| WHAT YOU WILL DO |
a: Decide whether each statement below agrees with the news report on Wisconsin's open-carry law. Answer yes or no for each, quoting the words of the report that decide it.
(i) The memo meant to clear up confusion over the state's gun laws went to prosecutors.
(ii) Chief Joling says people who have legally taken steps to own a gun usually create problems for officers.
(iii) Chief Joling says training for gun owners should be optional.
b: Extend the news report on Wisconsin's open-carry law, picking up after its final sentence.

| DOCUMENT TEXT |
══════════
Right now Wisconsin law states you can openly carry a handgun in a holster.

Several gun owners across the state say they were given tickets for doing exactly that.

So State Attorney General J.B. Van Hollen has sent a memo to prosecutors to try to clear up any confusion over the state's gun laws.

Kronenwetter Police Chief Dan Joling says having a gun in plain sight can be helpful to law enforcement officers when they are interacting with citizens.

He tells us people who have taken the legal measures to own a gun usually don't create problems for officers.

He says gun owners should make sure they know the laws to avoid getting in trouble.

"Your mowing your lawn you've got your weapon tied to your hip and now you jump into your vehicle to get some gas for your lawn mower. We'll now you've entered a different arena, just as if you wore it into a place where alcohol is being served."

Chief Joling says the state may want to consider changing from open carry to conceal and carry simply because everyone is not comfortable seeing handguns.

He also says training should be required for gun owners.

"Conceal and carry I have always been a proponent of that but training and understanding liability and education."
══════════
| PROVIDED MATERIAL |
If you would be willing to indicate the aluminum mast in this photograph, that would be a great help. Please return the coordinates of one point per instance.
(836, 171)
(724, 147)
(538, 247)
══════════
| ANSWERS TO THE EXERCISE |
a:
(i) Yes: "State Attorney General J.B. Van Hollen has sent a memo to prosecutors to try to clear up any confusion over the state's gun laws."
(ii) No: "people who have taken the legal measures to own a gun usually don't create problems for officers."
(iii) No: "training should be required for gun owners."

b:
Local NRA Board Member Buster Buchhauber says mandatory training will not keep us safe.

" I don't believe in mandatory training, leading a horse to water makes them a safer gun handler it's a mindset just because somebody sat through a class doesn't mean they can handle a firearm."

He says non gun owners have a right to feel safe but gun owners have a right to carry their weapon without the fear of getting a citation.

"I certainly would not advocate that people adopt an in your face attitude, people have reason to fear [handguns] and we have a right to personal protection, our constitution says so," says Buchhauber.

Chief Joling says law enforcement officers have to update their training every year and says citizens should have to do the same thing.

Buchhauber says this issue will surely be a hot topic at the convention next month.